WHAT THIS EXERCISE ASKS |
1. According to the research description, what kind of directing group has the group used for the direct functionalization of C-H bonds?
2. Reproduce the research description from "Our group is" up to and including "of the transformation.".
3. Carry on the research description from the point where it ends.

Research

Our group is interested in the development of novel synthetic transformations for the construction of new molecular entities. In this process, we would like to use the commercially available and air stable reagents and if possible we recommend the use of reagents in catalytic amount (transition-metals and ligands). The transformations should be general with broad scope. We would like to demonstrate the asymmetric variant of the transformation.

Our research program is pursued in the following areas:

Transition-Metal Catalyzed Organic Transformations:

A) Activation and Functionalization of Inert C-H Bonds:

Development of new directing group for the functionalization of C(sp2)-H and C(sp3)-H bonds. In this context, we have used sulfoximine directing group for the direct functionalization of C-H bonds. Most importantly, the sulfoximine moiety can be easily cleaved from the functionalized products and reusable. Moreover, formation of sulfoxide (a sole precursor of sulfoximine) in the reaction makes sulfoximine as a transformable directing group. We also investigate to address the challenges of chemo, regio, and stereoselective C-H functionalizations.

(B) Cross-Coupling Reactions:

We plan to execute iron and cobalt catalyzed cross-couplings between the organo-metal nucleophiles and the electrophiles. We are also interested in developing new catalysts for the stereoselective cross-coupling reactions. In this context, we work for the polyfunctionalization of olefins and alkynes.

Collected data:
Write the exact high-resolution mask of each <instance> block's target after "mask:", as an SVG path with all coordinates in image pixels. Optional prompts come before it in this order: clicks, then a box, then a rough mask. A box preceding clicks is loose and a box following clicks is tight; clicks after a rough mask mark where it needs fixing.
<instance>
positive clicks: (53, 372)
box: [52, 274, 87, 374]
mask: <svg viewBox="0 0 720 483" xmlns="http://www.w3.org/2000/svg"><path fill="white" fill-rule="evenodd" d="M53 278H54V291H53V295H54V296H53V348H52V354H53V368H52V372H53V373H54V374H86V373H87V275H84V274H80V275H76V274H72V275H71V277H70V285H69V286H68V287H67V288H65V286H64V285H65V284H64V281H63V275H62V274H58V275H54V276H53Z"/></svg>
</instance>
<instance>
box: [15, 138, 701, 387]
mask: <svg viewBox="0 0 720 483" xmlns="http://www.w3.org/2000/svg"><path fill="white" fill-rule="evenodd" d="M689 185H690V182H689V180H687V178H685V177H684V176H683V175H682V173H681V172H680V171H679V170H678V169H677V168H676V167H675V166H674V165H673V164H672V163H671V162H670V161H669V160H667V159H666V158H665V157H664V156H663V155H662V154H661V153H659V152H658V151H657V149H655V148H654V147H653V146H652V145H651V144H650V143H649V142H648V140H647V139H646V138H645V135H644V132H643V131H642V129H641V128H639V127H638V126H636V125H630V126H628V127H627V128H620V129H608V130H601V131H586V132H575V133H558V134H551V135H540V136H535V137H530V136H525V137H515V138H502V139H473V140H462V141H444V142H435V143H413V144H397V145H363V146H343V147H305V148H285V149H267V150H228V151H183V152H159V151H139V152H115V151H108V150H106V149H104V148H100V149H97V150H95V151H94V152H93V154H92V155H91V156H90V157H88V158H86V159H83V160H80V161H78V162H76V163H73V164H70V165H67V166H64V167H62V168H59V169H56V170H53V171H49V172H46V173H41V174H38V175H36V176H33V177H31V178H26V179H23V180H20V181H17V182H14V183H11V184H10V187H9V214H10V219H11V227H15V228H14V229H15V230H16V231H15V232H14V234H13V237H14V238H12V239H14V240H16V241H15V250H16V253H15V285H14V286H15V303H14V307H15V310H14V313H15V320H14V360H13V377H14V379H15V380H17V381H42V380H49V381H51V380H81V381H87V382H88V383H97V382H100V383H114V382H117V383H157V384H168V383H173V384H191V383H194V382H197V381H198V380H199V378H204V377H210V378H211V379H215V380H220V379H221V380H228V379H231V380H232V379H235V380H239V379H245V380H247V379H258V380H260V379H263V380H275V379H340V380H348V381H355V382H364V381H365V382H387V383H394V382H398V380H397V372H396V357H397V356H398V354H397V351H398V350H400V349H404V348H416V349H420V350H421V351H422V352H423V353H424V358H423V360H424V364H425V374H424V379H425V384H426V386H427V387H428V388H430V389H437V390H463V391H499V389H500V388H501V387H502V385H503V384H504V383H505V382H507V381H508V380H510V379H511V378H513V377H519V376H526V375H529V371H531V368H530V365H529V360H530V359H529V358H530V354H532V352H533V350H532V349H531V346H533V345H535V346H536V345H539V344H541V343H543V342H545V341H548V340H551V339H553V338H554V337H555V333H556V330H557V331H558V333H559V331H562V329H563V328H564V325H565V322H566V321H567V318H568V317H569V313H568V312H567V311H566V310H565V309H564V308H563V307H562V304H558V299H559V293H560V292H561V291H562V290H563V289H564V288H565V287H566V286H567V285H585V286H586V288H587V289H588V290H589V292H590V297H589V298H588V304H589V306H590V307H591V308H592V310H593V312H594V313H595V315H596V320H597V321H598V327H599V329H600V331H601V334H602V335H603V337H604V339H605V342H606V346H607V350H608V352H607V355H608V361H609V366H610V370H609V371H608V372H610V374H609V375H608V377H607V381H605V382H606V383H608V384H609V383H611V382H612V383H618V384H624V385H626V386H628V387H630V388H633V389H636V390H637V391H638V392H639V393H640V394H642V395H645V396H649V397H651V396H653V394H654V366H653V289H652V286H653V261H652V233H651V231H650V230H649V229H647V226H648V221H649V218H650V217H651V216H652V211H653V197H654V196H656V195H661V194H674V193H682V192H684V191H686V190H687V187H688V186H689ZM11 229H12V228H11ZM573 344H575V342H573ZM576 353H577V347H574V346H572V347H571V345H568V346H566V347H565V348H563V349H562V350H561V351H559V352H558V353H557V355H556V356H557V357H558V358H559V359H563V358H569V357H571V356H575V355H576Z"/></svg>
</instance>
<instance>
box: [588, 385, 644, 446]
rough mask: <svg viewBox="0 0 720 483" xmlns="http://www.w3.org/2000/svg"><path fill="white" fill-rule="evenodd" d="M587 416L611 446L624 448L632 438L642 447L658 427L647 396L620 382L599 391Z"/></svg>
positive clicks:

ANSWERS TO EACH TASK |
1. A sulfoximine directing group.

2.
Our group is interested in the development of novel synthetic transformations for the construction of new molecular entities. In this process, we would like to use the commercially available and air stable reagents and if possible we recommend the use of reagents in catalytic amount (transition-metals and ligands). The transformations should be general with broad scope. We would like to demonstrate the asymmetric variant of the transformation.

3.
Lewis-Acid Catalyzed Organic Transformations:

Lewis-acids are known to catalyze various complicated organic transformations. We are interested developing new and useful intermolecular mode of organic reactions catalyzed by the Lewis-acids with atom efficiency. The following research plans are envisaged :

(A) Activation of alkynes
(B) In-situ carbenoid generation
(C) Nitrene insertion
Development of novel synthetic transformations of the cyclization and cycloisomerization of ynamide scaffolds under gold-catalysis is the current research interest.

High Energy Materials:

Synthesis of Nitro, Nitrogen, Fluorine-Rich Organic Molecules:
Organic compounds with nitro/nitrogen/amino/azido/oxygen/fluorine-rich groups are usually considered high energy materials.
We would like to design and develop new insensitive high energetic materials with better performance and thermal stability. We believe some of our compounds are useful as melt-cast & thermally stable explosive and propellants.